The Supernova Cosmology Project is one of two research teams that determined the likelihood of an accelerating universe and therefore a positive cosmological constant,  using data from the redshift of Type Ia supernovae. The project is headed by Saul Perlmutter at Lawrence Berkeley National Laboratory, with members from Australia, Chile, France, Portugal, Spain, Sweden, the United Kingdom, and the United States.

This discovery was named "Breakthrough of the Year for 1998" by Science Magazine and, along with the High-z Supernova Search Team, the project team won the 2007 Gruber Prize in Cosmology and the 2015 Breakthrough Prize in Fundamental Physics. In 2011, Perlmutter was awarded the Nobel Prize in Physics for this work, alongside Adam Riess and Brian P. Schmidt from the High-z team.

Findings

Both the Super Cosmology Project and the High-Z Supernova Search Team, another team who was doing the same research, expected to find that the universe is either expanding then contracting as one way to explain the expanding universe idea or the universe must be expanding at a slow rate that will slow over time. However, in January 1998, the Supernova Cosmology project presented evidence that the expansion of the universe is not slowing at all and is in reality accelerating, citing Einstein's previously dismissed cosmological constant, Λ, which potentially includes up to 70% of the universe's total mass-energy density.

> _Information shown_

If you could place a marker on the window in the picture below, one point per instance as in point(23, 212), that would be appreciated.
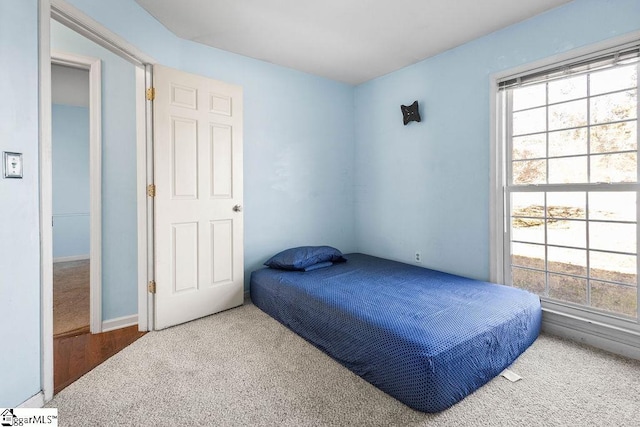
point(569, 154)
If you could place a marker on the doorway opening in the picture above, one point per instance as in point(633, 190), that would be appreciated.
point(76, 194)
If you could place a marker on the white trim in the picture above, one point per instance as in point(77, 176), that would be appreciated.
point(71, 258)
point(94, 66)
point(35, 401)
point(595, 334)
point(73, 18)
point(142, 199)
point(46, 229)
point(150, 267)
point(611, 334)
point(119, 323)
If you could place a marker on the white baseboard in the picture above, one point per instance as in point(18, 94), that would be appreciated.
point(71, 258)
point(35, 401)
point(119, 322)
point(614, 340)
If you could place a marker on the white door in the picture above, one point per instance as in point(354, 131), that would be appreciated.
point(198, 178)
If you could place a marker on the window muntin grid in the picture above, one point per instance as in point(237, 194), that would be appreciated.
point(565, 139)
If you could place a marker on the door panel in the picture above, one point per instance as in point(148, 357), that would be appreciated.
point(198, 177)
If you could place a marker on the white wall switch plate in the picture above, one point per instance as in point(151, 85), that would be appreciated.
point(12, 165)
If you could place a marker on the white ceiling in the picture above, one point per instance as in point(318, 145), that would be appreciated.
point(346, 40)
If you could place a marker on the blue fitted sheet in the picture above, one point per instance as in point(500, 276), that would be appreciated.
point(425, 337)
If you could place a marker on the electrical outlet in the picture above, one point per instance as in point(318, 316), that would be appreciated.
point(12, 165)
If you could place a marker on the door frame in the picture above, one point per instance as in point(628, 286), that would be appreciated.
point(71, 17)
point(94, 66)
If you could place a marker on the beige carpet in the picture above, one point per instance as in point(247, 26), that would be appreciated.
point(70, 296)
point(242, 368)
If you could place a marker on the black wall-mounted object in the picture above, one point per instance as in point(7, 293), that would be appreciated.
point(410, 113)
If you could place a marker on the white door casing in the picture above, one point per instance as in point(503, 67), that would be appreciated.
point(198, 179)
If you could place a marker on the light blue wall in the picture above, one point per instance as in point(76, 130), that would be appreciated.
point(70, 159)
point(425, 186)
point(119, 214)
point(298, 136)
point(19, 214)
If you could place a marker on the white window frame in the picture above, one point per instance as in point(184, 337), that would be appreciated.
point(601, 324)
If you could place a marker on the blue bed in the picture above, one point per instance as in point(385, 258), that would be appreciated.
point(425, 337)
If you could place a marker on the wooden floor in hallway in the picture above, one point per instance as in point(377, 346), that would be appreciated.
point(76, 355)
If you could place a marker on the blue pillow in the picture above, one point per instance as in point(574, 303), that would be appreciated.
point(303, 257)
point(318, 265)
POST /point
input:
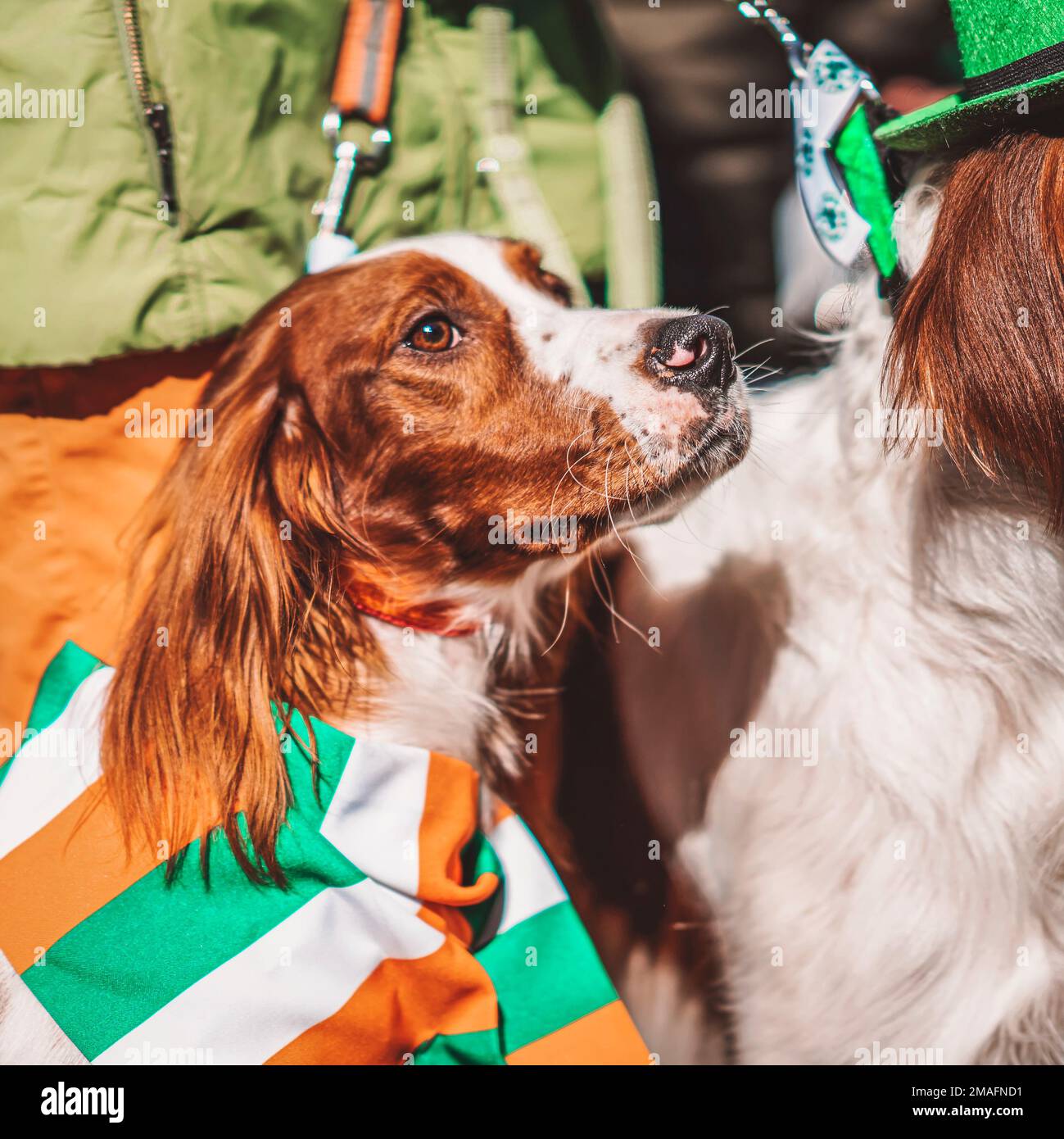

> _Work instructions_
(1) In the passage about the Supernova Cosmology Project, turn the paragraph that begins "This discovery was named" into a short list that keeps its main facts.
(2) From the passage about the Supernova Cosmology Project, extract the part that opens with the words containing "The Supernova Cosmology Project is" and closes with "the United States.".
(3) According to the passage about the Supernova Cosmology Project, in what month and year did the project present evidence that the expansion of the universe is accelerating?
The listing has nothing to do with the passage about the Supernova Cosmology Project.

> _Task results_
(1)
- Science Magazine named the discovery "Breakthrough of the Year for 1998."
- Together with the High-z Supernova Search Team, the project team won the 2007 Gruber Prize in Cosmology.
- The two teams also shared the 2015 Breakthrough Prize in Fundamental Physics.
- In 2011, Perlmutter received the Nobel Prize in Physics for this work, along with Adam Riess and Brian P. Schmidt of the High-z team.

(2)
The Supernova Cosmology Project is one of two research teams that determined the likelihood of an accelerating universe and therefore a positive cosmological constant,  using data from the redshift of Type Ia supernovae. The project is headed by Saul Perlmutter at Lawrence Berkeley National Laboratory, with members from Australia, Chile, France, Portugal, Spain, Sweden, the United Kingdom, and the United States.

(3) January 1998.